#### [DOCUMENT]
EPA is approving a revision to Pennsylvania's State Implementation Plan (SIP). The SIP revision was submitted by the Commonwealth of Pennsylvania through the Pennsylvania Department of Environmental Protection (PADEP) in order to include in the SIP amendments to relating to control of emissions of volatile organic compounds (VOCs) from the manufacture, sale, use, or application of adhesives, sealants, primers, and solvents. The SIP revision also includes amendments to the definitions in the general provisions in 25 Pa. Code. EPA is approving this revision in accordance with the requirements of the Clean Air Act (CAA).

DATES:

This final rule is effective on October 26, 2012.

[Coordinate annotation entries]
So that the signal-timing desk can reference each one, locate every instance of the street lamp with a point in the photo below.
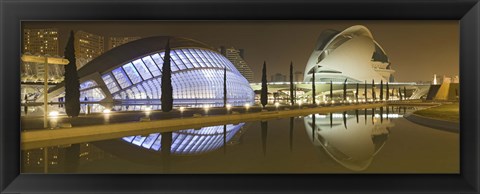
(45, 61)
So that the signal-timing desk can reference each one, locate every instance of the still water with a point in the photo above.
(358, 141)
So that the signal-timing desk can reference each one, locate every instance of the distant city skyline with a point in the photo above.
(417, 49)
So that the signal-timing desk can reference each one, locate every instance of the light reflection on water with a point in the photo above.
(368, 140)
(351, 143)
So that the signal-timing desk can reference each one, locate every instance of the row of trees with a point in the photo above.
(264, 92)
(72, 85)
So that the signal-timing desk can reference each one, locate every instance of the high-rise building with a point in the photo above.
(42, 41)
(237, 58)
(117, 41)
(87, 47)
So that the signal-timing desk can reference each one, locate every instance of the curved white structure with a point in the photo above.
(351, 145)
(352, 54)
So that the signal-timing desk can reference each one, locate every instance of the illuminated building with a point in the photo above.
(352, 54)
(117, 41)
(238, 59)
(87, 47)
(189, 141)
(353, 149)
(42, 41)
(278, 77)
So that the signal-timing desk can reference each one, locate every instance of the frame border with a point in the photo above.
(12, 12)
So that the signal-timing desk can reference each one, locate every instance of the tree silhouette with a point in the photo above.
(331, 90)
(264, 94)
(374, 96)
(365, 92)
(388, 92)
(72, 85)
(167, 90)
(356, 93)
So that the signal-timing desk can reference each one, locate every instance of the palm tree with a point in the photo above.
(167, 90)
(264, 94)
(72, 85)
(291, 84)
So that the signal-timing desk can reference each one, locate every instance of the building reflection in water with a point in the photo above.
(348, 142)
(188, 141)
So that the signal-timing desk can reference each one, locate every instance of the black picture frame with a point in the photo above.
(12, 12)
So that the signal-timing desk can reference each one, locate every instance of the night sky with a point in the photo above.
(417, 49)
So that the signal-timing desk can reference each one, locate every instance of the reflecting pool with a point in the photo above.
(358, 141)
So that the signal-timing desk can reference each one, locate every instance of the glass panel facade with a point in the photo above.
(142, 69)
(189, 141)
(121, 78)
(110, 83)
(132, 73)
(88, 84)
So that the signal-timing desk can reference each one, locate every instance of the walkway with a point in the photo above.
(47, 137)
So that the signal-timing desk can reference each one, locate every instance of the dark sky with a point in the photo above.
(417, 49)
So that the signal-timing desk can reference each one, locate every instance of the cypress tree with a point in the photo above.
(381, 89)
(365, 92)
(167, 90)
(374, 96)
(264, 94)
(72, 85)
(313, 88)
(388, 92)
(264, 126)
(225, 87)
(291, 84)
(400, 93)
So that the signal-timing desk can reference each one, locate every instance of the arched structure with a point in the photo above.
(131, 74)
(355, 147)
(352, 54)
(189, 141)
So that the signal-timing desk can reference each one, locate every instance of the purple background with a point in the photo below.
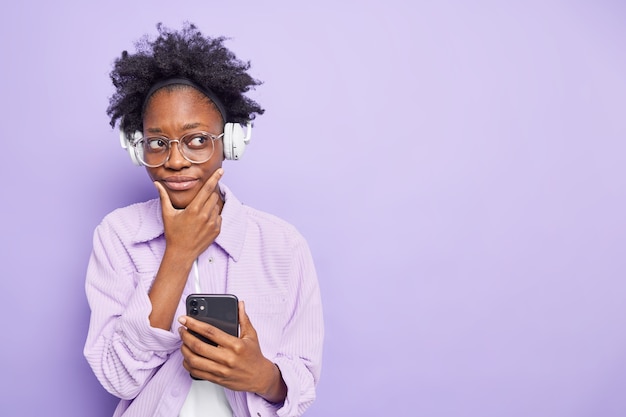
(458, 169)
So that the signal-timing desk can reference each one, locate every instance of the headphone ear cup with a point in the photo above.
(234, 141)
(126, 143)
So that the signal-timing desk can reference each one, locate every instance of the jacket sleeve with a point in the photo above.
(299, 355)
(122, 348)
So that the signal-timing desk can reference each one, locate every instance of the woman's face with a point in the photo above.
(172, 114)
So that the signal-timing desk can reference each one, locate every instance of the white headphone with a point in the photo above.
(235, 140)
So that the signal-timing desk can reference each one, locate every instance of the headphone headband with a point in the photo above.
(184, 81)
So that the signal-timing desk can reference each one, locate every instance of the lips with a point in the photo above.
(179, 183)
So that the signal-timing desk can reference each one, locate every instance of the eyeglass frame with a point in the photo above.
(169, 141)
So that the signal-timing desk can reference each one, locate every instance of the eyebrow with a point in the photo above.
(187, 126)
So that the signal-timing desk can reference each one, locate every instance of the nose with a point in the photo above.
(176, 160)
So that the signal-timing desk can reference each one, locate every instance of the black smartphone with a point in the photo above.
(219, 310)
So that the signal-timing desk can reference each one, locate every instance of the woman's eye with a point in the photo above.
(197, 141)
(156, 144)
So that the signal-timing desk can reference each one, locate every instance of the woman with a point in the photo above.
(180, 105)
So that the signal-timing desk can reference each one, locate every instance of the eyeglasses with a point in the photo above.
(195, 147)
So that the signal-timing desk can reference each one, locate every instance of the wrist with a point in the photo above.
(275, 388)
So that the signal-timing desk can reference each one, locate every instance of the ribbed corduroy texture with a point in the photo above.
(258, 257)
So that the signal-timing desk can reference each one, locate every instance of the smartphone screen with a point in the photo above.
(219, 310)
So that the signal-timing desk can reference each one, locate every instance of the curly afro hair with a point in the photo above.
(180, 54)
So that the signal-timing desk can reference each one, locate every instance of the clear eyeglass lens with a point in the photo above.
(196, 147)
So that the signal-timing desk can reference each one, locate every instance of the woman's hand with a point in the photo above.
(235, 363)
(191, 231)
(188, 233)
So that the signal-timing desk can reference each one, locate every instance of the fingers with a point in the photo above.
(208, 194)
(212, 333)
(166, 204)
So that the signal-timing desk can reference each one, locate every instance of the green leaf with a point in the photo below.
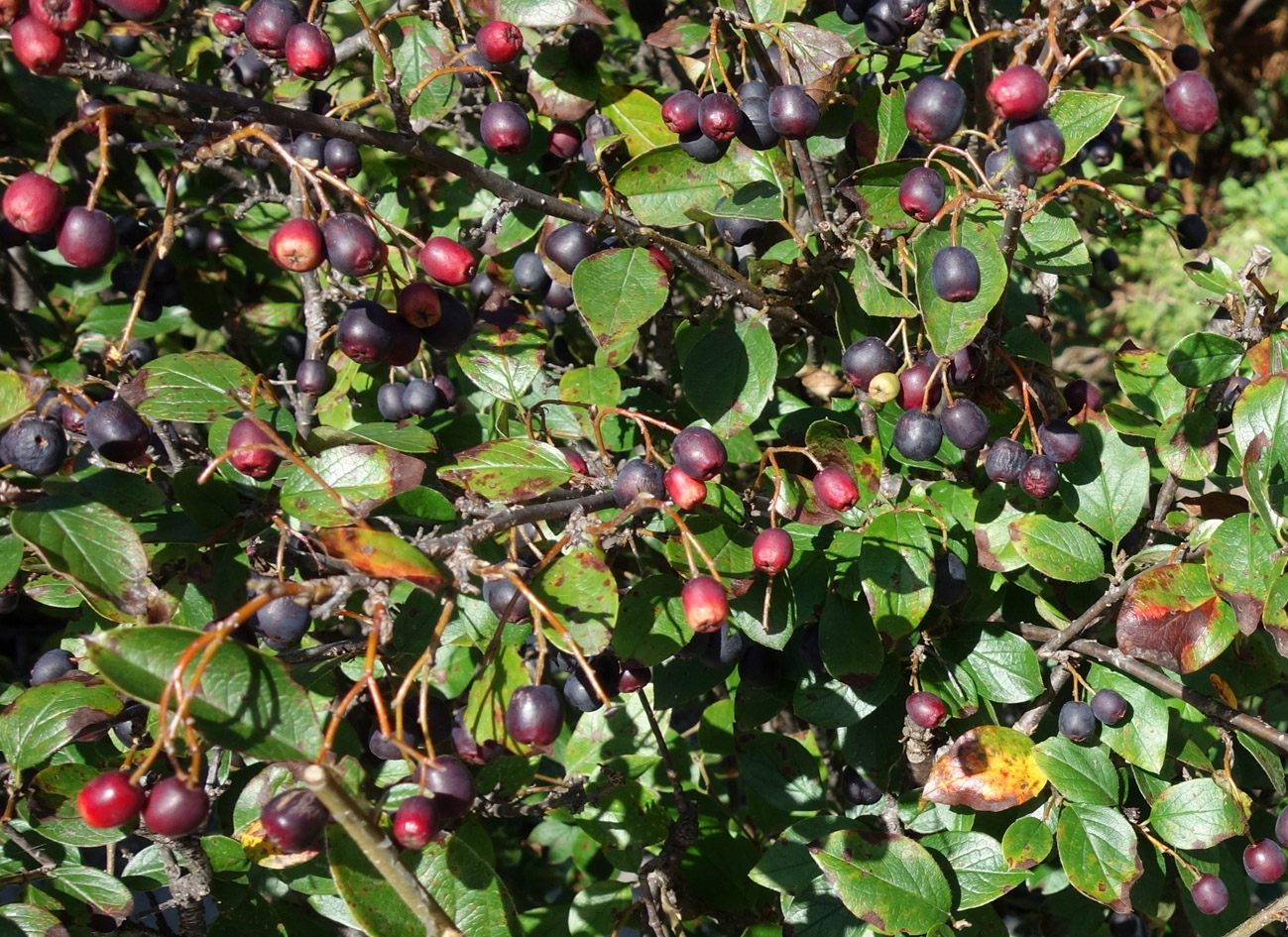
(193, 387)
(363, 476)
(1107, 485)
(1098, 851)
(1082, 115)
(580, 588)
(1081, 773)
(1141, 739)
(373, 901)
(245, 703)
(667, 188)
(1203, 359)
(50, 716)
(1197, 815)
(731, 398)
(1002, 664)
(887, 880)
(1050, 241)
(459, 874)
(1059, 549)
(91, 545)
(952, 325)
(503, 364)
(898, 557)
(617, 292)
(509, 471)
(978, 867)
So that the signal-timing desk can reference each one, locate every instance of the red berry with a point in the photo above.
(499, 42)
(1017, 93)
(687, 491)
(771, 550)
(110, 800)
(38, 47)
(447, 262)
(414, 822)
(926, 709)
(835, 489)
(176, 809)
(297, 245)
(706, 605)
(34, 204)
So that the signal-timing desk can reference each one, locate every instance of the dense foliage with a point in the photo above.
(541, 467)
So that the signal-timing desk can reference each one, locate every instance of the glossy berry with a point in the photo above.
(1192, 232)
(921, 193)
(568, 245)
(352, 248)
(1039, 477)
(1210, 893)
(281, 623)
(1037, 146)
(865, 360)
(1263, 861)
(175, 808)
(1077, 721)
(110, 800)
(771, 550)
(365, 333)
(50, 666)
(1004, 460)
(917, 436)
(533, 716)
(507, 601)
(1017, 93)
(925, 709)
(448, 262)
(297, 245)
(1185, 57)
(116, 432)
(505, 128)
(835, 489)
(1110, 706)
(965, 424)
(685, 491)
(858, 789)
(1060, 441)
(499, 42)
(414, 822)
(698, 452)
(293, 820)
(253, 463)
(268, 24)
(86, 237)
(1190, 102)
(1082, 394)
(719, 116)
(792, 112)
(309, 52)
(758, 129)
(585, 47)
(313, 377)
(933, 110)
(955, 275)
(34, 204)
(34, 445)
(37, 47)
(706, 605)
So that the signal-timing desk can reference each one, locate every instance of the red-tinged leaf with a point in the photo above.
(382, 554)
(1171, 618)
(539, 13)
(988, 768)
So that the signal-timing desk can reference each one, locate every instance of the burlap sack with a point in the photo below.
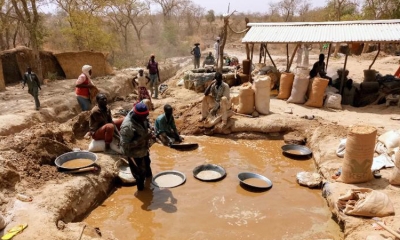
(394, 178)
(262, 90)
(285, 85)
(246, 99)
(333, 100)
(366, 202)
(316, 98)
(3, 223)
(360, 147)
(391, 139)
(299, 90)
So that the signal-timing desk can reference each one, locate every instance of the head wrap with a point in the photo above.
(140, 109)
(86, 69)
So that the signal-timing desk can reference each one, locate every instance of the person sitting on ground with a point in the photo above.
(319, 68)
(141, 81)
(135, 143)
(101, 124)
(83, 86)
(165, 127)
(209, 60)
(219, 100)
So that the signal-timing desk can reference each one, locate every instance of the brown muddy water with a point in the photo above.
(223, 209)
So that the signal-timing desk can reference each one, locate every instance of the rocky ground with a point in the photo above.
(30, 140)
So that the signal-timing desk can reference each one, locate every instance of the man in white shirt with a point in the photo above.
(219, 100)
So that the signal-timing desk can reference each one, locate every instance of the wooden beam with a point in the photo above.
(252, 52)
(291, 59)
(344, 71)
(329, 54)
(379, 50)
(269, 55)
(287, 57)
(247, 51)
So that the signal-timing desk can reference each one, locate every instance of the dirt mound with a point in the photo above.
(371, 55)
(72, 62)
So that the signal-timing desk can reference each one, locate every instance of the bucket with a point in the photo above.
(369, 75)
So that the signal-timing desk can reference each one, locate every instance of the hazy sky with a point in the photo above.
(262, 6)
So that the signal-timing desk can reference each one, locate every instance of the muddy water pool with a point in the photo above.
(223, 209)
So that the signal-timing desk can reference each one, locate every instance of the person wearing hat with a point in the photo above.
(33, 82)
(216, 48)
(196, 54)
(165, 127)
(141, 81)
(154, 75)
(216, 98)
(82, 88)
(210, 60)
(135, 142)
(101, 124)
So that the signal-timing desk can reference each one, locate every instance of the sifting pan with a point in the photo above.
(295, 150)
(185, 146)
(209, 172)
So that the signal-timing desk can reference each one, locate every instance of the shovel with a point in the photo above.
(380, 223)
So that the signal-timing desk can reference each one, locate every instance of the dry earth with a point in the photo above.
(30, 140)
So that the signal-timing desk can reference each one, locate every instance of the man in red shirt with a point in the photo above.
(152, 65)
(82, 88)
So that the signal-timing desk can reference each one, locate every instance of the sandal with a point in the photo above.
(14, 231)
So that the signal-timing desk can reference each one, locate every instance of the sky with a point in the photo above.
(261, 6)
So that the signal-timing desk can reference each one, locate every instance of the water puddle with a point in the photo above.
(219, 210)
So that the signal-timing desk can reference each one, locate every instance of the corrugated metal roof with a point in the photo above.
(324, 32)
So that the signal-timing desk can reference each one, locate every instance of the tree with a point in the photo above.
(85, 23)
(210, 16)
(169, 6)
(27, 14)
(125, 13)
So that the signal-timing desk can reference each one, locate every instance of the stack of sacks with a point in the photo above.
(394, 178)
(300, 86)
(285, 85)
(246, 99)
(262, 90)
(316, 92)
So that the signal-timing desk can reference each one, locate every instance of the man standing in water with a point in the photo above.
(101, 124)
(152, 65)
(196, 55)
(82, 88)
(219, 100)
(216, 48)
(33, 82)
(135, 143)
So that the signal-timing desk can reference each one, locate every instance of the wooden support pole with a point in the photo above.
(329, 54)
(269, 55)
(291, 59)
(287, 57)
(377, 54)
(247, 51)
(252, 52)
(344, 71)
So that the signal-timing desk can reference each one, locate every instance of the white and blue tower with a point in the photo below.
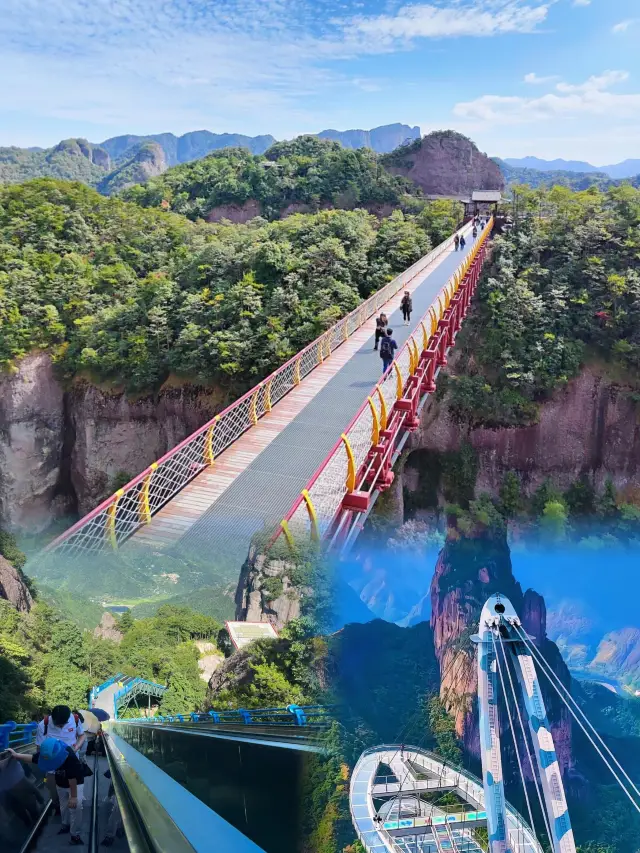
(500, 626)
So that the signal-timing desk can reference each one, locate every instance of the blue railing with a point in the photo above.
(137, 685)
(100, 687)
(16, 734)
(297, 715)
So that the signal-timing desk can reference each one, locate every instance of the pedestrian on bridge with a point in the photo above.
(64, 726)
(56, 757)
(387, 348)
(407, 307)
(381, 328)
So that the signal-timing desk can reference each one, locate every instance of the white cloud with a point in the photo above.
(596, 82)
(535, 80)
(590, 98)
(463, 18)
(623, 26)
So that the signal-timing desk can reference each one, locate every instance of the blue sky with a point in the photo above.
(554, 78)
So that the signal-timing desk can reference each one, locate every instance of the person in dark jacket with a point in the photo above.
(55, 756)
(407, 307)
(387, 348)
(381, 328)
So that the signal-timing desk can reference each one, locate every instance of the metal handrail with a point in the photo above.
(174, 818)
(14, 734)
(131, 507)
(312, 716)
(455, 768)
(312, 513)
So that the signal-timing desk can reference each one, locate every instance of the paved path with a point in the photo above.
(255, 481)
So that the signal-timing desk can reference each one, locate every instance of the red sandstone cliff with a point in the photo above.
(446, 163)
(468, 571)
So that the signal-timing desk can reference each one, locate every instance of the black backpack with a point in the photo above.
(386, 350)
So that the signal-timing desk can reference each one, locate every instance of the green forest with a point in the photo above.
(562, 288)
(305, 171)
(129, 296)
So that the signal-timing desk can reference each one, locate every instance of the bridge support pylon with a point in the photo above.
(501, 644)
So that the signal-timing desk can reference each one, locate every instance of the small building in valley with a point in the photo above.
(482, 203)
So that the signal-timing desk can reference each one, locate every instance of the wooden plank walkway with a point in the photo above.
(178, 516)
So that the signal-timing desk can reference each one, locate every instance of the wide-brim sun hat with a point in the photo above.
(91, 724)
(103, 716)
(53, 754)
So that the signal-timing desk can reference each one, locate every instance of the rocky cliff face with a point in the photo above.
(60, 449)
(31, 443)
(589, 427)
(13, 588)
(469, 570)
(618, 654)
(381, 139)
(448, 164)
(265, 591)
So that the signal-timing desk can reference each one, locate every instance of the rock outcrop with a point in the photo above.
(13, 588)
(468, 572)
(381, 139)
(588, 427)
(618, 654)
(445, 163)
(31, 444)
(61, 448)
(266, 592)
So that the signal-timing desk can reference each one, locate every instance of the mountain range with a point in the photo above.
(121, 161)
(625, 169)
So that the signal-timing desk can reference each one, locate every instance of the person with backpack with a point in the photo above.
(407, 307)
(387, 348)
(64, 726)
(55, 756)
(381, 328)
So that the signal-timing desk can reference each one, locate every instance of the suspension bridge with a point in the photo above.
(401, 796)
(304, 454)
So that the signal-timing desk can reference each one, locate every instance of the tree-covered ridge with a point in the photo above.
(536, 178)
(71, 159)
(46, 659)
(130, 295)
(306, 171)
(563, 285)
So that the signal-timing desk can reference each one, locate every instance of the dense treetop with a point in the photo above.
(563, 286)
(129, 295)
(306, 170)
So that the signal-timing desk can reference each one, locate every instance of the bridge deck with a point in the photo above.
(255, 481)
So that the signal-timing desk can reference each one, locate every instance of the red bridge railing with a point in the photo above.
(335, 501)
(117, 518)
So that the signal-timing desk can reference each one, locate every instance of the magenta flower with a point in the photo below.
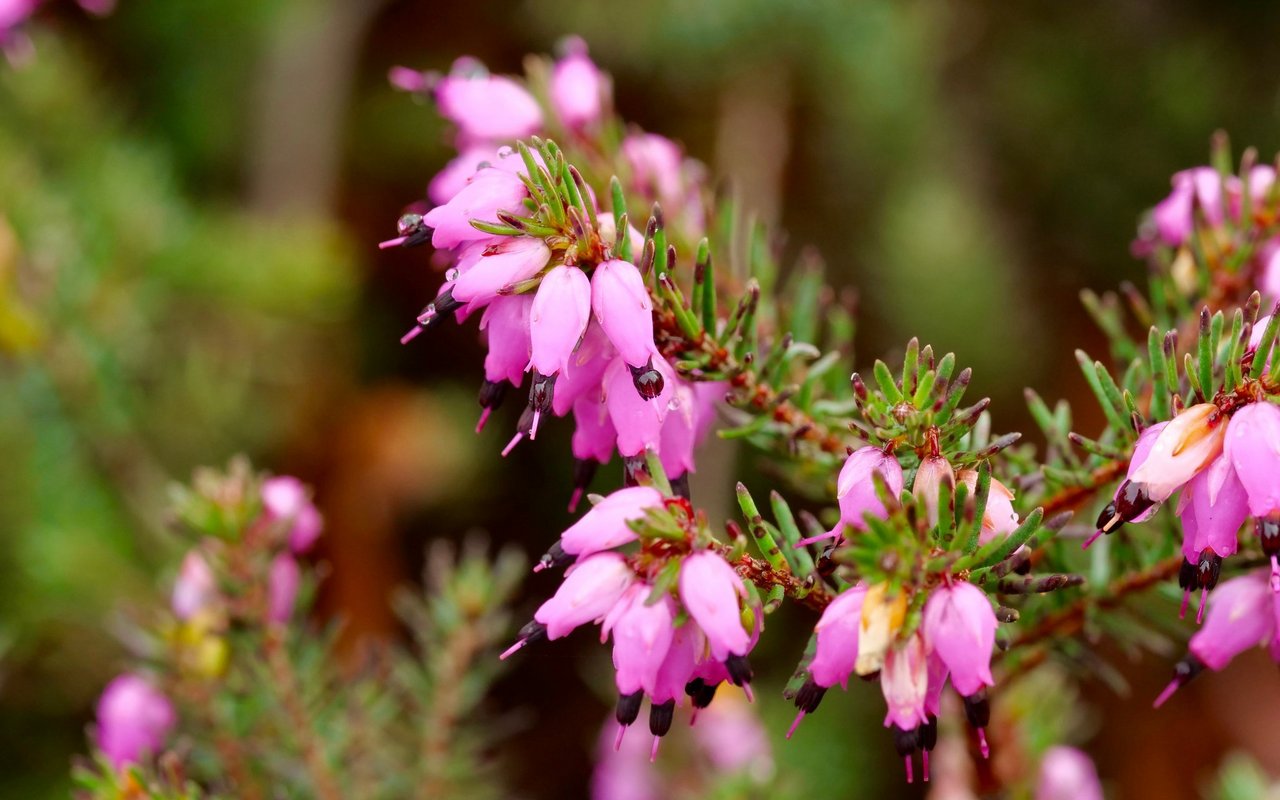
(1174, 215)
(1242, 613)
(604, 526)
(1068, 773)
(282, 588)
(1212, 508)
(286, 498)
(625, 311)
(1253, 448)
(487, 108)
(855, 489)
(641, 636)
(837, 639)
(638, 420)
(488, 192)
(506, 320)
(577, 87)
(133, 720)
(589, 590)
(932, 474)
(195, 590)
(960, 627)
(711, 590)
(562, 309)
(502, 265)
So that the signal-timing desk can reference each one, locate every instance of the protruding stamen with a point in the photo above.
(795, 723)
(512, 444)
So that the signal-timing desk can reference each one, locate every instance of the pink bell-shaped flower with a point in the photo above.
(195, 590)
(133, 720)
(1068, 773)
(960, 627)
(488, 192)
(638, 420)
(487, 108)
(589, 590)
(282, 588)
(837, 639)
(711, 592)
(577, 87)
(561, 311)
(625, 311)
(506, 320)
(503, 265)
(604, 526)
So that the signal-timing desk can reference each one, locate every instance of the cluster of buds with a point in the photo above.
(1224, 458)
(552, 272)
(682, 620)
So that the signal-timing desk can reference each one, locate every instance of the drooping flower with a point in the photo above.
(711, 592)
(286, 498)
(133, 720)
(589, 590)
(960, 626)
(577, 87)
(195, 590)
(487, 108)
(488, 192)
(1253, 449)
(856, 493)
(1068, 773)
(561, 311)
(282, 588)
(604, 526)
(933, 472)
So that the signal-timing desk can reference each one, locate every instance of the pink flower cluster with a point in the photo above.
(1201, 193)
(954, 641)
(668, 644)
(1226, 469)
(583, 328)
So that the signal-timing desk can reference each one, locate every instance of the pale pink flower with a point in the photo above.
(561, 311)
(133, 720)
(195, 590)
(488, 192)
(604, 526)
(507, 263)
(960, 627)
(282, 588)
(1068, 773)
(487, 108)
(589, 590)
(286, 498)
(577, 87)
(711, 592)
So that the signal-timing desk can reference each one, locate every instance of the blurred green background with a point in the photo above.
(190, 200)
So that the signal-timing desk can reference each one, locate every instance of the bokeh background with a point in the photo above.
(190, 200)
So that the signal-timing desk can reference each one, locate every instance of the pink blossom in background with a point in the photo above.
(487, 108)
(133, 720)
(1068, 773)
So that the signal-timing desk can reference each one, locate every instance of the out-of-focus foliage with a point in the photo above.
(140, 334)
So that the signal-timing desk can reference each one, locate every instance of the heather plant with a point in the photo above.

#### [PROBLEM REQUIREMENTS]
Please give the effective date of the final rule in the Pennsylvania SIP notice.

#### [RESPONSE FOR THIS EXERCISE]
October 26, 2012